Given records: Begin

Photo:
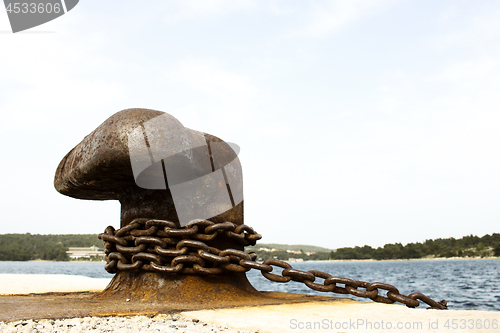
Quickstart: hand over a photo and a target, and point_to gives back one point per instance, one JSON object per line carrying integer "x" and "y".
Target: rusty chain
{"x": 159, "y": 246}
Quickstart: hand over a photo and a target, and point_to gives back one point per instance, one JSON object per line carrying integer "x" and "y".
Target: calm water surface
{"x": 465, "y": 284}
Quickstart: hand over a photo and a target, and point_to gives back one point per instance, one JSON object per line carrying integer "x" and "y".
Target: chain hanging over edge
{"x": 159, "y": 246}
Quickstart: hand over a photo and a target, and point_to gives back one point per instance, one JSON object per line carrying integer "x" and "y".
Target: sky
{"x": 359, "y": 122}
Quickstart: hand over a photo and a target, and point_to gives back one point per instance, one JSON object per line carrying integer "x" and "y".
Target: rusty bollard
{"x": 164, "y": 176}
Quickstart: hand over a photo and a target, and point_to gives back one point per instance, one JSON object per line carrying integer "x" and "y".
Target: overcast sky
{"x": 359, "y": 122}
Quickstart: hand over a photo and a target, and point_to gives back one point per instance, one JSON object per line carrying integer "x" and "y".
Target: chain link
{"x": 159, "y": 246}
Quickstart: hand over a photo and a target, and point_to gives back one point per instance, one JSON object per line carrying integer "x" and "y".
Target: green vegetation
{"x": 468, "y": 246}
{"x": 285, "y": 247}
{"x": 23, "y": 247}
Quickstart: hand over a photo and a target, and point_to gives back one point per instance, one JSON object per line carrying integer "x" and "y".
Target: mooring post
{"x": 164, "y": 175}
{"x": 181, "y": 235}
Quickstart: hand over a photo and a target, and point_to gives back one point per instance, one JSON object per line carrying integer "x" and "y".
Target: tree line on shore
{"x": 468, "y": 246}
{"x": 23, "y": 247}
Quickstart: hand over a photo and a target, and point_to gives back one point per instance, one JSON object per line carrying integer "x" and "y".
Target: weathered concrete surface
{"x": 11, "y": 284}
{"x": 83, "y": 304}
{"x": 347, "y": 316}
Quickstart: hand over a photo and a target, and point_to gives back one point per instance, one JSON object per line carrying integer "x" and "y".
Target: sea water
{"x": 465, "y": 284}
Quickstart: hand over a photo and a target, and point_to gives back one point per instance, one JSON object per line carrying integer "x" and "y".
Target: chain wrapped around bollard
{"x": 159, "y": 246}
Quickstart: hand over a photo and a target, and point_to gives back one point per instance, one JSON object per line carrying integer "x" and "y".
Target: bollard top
{"x": 145, "y": 157}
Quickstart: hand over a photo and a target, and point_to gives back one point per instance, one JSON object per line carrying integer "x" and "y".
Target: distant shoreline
{"x": 411, "y": 259}
{"x": 335, "y": 260}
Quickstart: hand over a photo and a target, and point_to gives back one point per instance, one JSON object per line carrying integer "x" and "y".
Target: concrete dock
{"x": 335, "y": 315}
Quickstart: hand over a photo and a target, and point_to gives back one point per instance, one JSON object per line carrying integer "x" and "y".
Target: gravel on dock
{"x": 158, "y": 323}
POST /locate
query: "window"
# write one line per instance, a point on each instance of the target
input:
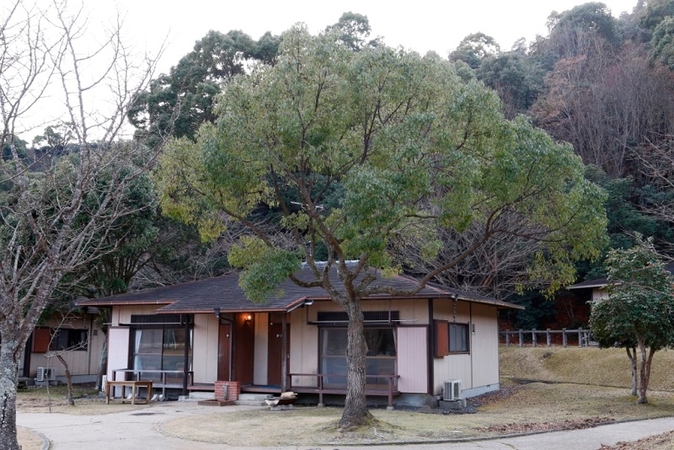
(459, 339)
(380, 359)
(159, 349)
(67, 339)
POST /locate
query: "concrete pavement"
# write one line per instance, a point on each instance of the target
(141, 430)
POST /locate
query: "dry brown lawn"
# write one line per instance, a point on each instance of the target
(564, 389)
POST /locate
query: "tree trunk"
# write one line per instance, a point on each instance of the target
(355, 412)
(9, 370)
(69, 380)
(632, 355)
(644, 372)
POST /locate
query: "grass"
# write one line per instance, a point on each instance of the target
(593, 366)
(572, 388)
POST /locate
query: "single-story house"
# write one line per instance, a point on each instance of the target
(595, 289)
(193, 334)
(77, 339)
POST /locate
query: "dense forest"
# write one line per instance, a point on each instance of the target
(604, 84)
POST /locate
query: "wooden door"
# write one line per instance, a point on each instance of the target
(224, 352)
(244, 348)
(276, 353)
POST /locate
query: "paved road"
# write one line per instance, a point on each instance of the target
(141, 430)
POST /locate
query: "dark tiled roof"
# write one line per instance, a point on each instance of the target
(602, 282)
(597, 282)
(225, 293)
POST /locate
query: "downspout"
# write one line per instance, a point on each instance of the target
(429, 349)
(471, 326)
(284, 355)
(188, 344)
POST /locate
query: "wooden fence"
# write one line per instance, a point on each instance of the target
(548, 338)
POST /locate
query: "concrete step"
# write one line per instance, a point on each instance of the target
(253, 399)
(198, 395)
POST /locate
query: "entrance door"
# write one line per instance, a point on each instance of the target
(224, 352)
(276, 353)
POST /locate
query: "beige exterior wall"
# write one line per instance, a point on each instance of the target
(261, 352)
(205, 348)
(304, 345)
(412, 359)
(479, 368)
(484, 345)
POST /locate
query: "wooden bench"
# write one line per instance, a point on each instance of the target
(133, 385)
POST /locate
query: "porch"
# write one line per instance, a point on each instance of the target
(324, 384)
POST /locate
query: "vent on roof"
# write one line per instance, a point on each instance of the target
(45, 374)
(338, 318)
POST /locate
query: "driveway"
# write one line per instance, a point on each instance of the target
(142, 430)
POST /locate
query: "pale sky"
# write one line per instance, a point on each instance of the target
(421, 25)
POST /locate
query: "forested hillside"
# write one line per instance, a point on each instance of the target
(604, 84)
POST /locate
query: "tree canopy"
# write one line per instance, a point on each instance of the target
(362, 152)
(639, 309)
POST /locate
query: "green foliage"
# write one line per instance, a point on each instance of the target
(178, 103)
(353, 30)
(592, 17)
(663, 42)
(517, 78)
(264, 269)
(357, 149)
(474, 48)
(656, 12)
(640, 305)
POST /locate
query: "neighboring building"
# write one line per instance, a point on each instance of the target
(192, 334)
(596, 289)
(78, 335)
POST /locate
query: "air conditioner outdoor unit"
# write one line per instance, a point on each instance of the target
(452, 390)
(45, 374)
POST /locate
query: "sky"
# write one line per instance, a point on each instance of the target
(420, 25)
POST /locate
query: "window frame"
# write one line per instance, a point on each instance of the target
(76, 339)
(327, 356)
(452, 332)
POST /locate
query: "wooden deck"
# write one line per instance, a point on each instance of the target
(321, 388)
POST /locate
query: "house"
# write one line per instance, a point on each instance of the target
(596, 289)
(76, 338)
(190, 335)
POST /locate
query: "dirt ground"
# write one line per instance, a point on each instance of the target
(519, 407)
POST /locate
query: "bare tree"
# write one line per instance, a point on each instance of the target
(56, 213)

Given records: End

Task item -
Above are the records; copy every one of them exactly and omit the images.

Answer space -
Photo:
Quickstart: hand over a photo and a target, and point_to gives back one point per instance, one JSON object per line carrying integer "x" and "y".
Target: rusty chain
{"x": 159, "y": 246}
Quickstart: hand over a photo and a target, and point_to gives back one point per instance, one JSON object per line carrying integer "x" and "y".
Target: calm water surface
{"x": 465, "y": 284}
Quickstart: hand over a photo and a target, and point_to gives back one point per instance, one JSON object per line carrying integer "x" and "y".
Target: chain hanging over edge
{"x": 159, "y": 246}
Quickstart: hand over a photo and a target, and point_to gives back one point per instance, one JSON object per line carrying integer "x" and "y".
Target: sky
{"x": 359, "y": 122}
Quickstart: hand over a photo and a target, and point_to gives back one point per instance, one JSON object per line carrying integer "x" and "y".
Target: rusty bollard
{"x": 164, "y": 176}
Quickstart: hand over a photo and a target, and point_to gives back one point per instance, one JSON object per line carrying integer "x" and "y".
Target: overcast sky
{"x": 359, "y": 122}
Quickstart: hand over a photo and a target, and point_to gives back one point per instance, one JSON object per line carrying integer "x" and "y".
Target: chain link
{"x": 159, "y": 246}
Quickstart: hand over a photo and a target, and point_to gives back one point per instance, one JSON object per line carrying integer "x" and "y".
Target: green vegetation
{"x": 468, "y": 246}
{"x": 285, "y": 247}
{"x": 23, "y": 247}
Quickstart: hand over a photo and a target, and point_to gives back one point per instance, one JSON object per line carrying integer "x" and "y".
Target: mooring post
{"x": 164, "y": 175}
{"x": 181, "y": 235}
Quickstart: hand over a photo and a target, and point_to gives back one point per instance, one JSON object per line carrying integer "x" and "y".
Target: tree line on shore
{"x": 468, "y": 246}
{"x": 23, "y": 247}
Quickstart: hand over a photo and a target, and point_to gives back one point per instance, one JSON object per line carrying integer "x" and "y".
Target: weathered concrete surface
{"x": 11, "y": 284}
{"x": 83, "y": 304}
{"x": 347, "y": 316}
Quickstart: hand over a photo and a target, and point_to gives back one point per instance, one JSON object per line carrying integer "x" and "y".
Target: sea water
{"x": 465, "y": 284}
Quickstart: hand over a photo and a target, and point_to gives back one point per instance, one JSON object per line carrying integer "x" and "y".
Target: chain wrapped around bollard
{"x": 159, "y": 246}
Quickstart: hand over a photo and a target, and point_to gives back one point per instance, one JSON object per line carrying integer "x" and "y".
Target: bollard top
{"x": 145, "y": 157}
Quickstart: hand over a photo and a target, and point_to gives back one point per instance, one JSON object per line carrying integer "x" and "y".
Target: distant shoreline
{"x": 411, "y": 259}
{"x": 335, "y": 260}
Quickstart: hand over a photo and a target, and point_to gives back one point per instance, one JSON object per line carrying integer "x" and "y".
Target: concrete dock
{"x": 335, "y": 315}
Quickstart: hand over a photo and a target, and point_to gives back one point per instance, one JSON object per line carrying integer "x" and "y".
Target: gravel on dock
{"x": 158, "y": 323}
POST /locate
query: "window"
# write one line per instance, a point on each instance of the target
input:
(459, 339)
(380, 359)
(159, 349)
(67, 339)
POST /locate
query: "concrete pavement"
# write one line per instance, a point on each instance of the target
(141, 430)
POST /locate
query: "dry brown lawn"
# write one line per instance, a point on each instance of the target
(564, 389)
POST /locate
query: "tree trunk"
# write one line per instance, a point on each instance of the target
(355, 412)
(9, 370)
(69, 380)
(632, 355)
(644, 372)
POST /locate
query: "grass"
# write one line per instance, a point on each instance of the target
(593, 366)
(572, 388)
POST /locate
query: "single-story house"
# write one line per instance, a point on each instance of the target
(595, 289)
(193, 334)
(77, 339)
POST /locate
query: "dense forest"
# write one line per instance, a point on each instance of the target
(604, 84)
POST /locate
query: "wooden door"
# write one line per instance, a point on each instance of the target
(224, 352)
(244, 348)
(276, 353)
POST /locate
query: "paved road"
# write one line per instance, a point on each instance of the target
(141, 430)
POST /locate
query: "dark tiled roof"
# write one line per instance, a point on each instance of the target
(602, 282)
(597, 282)
(225, 293)
POST /locate
query: "downspout"
# write one line per instance, a point on each instance of the target
(429, 349)
(471, 326)
(284, 355)
(188, 344)
POST /locate
query: "wooden fence"
# write one line per instance, a point on each instance of the target
(548, 338)
POST /locate
query: "concrete step"
# write one line per instance, a point on each instance of the target
(253, 399)
(198, 395)
POST /locate
query: "entrance door"
# write one line per instance, a point on each instance of the target
(224, 352)
(276, 353)
POST /locate
query: "beige exterior wall"
# write one line per instance, a point on each instance of the target
(261, 352)
(205, 348)
(304, 345)
(412, 359)
(479, 368)
(484, 345)
POST /locate
query: "wooden bench"
# write one line per instance, a point on each instance of the target
(133, 385)
POST /locate
query: "porch"
# write one line per instance, a point on each instance of the target
(324, 384)
POST /locate
query: "vent on roof"
# write one line per instance, a point on each instance of the target
(45, 374)
(338, 318)
POST /locate
query: "driveway"
# write one line per instance, a point on each instance of the target
(142, 430)
POST /locate
query: "pale sky"
# write one line per instance, a point on each instance of the target
(421, 25)
POST /locate
query: "forested hillside"
# write one line per instance, a point on each instance of the target
(604, 84)
POST /locate
query: "tree canopy"
# write one line per instance, a point on each instance of the target
(362, 152)
(639, 309)
POST /locate
query: "green foliage"
# write one line per instance, a point on each instance of the target
(178, 103)
(353, 30)
(592, 17)
(663, 42)
(517, 78)
(264, 269)
(357, 149)
(474, 48)
(656, 12)
(640, 305)
POST /locate
query: "neighboring building"
# write one line per instance, a point on each instance of the target
(192, 334)
(596, 289)
(78, 335)
POST /locate
query: "air conditioner outdoor unit"
# write one line per instance, a point on each instance of the target
(452, 390)
(45, 374)
POST /locate
query: "sky"
# write one line per instance, a point on each instance of the target
(420, 25)
POST /locate
query: "window frame"
# write one line per instance, a point on each instance of the target
(76, 339)
(327, 356)
(452, 332)
POST /locate
query: "wooden deck"
# write one line per instance, a point on each instance of the target
(321, 388)
POST /locate
query: "house"
# write one line per instance, a point on each instance of the target
(596, 289)
(76, 338)
(190, 335)
POST /locate
query: "dirt ground"
# write one line per instance, a point on each instance of the target
(519, 407)
POST /locate
query: "bare tree"
# write one line per instance, a point on each instance of the target
(56, 213)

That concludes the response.